◆ Source passage ◆
+ + + + +

Implements logic require to write collected log data to the given backend.

Parameters:

data – Log data to write.
connector – Name of the connector which retrieved the data.
identity – Identity the collected data was collect for.
operation – Operation the collected logs are associated with.
part – Number indicating which part of the same log stream this file contains data for. This is used to indicate that the logs are from the same collection, but have been broken into smaller files for downstream processing.
suffix – An optional suffix to allow propagation of file type information or other relevant features.
descriptor – An optional and arbitrary descriptor associated with the log data. This may be used by handlers for construction / specification of file paths, URLs, or database tables.

Submodules¶

grove.outputs.aws_s3 module¶

Grove AWS S3 output handler.

class grove.outputs.aws_s3.Handler[source]¶

Bases: BaseOutput

This output handler allows Grove to write collected logs to an AWS S3 bucket.

+ + + + +

Items listed in a dataset:
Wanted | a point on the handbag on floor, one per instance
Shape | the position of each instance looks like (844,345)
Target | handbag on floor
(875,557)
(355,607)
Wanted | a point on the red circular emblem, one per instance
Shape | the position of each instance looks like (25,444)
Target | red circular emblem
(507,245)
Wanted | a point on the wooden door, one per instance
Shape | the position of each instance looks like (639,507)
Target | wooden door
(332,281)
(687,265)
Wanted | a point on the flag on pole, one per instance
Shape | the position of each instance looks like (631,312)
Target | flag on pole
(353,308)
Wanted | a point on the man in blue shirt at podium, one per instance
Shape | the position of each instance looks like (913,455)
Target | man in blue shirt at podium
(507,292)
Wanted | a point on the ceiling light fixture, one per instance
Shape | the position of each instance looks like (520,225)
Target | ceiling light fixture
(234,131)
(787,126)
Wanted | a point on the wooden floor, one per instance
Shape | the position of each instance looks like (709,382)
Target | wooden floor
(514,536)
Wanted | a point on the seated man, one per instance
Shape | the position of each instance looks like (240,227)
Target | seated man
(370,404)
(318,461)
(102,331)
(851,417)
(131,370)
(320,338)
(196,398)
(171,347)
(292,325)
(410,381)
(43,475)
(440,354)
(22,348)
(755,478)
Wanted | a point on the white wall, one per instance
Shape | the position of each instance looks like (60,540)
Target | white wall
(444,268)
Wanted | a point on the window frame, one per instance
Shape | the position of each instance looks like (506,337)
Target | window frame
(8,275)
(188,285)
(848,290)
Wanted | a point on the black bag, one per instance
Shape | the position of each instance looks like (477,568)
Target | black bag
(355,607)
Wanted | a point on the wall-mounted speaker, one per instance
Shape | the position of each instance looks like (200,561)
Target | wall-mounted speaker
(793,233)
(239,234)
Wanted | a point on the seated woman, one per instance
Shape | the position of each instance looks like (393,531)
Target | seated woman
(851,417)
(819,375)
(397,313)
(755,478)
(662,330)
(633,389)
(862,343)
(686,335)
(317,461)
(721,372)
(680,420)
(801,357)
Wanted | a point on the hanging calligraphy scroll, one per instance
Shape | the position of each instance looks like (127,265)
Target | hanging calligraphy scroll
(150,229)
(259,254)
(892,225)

+ + + + +

◆ Problem to work on ◆
Pick up the Grove output handler documentation after its last sentence and write the part that follows.

◆ Task result ◆
Bases: Configuration

Defines environment variables used to configure the AWS S3 handler.

This should also include any appropriate default values for fields which are not required.

class Config[source]¶

Bases: object

Allow environment variable override of configuration fields.

This also enforce a prefix for all environment variables for this handler. As an example the field bucket would be set using the environment variable GROVE_OUTPUT_AWS_S3_BUCKET.

case_insensitive = True¶

env_prefix = 'GROVE_OUTPUT_AWS_S3_'¶

assume_role_arn: str | None¶

aws_access_key_id: str | None¶

aws_secret_access_key: str | None¶

aws_session_token: str | None¶

bucket: str¶

bucket_region: str | None¶

setup()[source]¶

Sets up access to S3.

This handler also attempt to assume a configured role in order to allow cross-account use - if required.

Raises:

ConfigurationException – There was an issue with configuration.
AccessException – An issue occurred when accessing S3.

submit(data: bytes, connector: str, identity: str, operation: str, part: int = 0, kind: str | None = '.json.gz', descriptor: str | None = 'logs/')[source]¶

Persists captured data to an S3 compatible object store.

Parameters:

data – Log data to write to S3.
connector – Name of the connector which retrieved the data.
identity – Identity the collected data was collect for.
operation – Operation the collected logs are associated with.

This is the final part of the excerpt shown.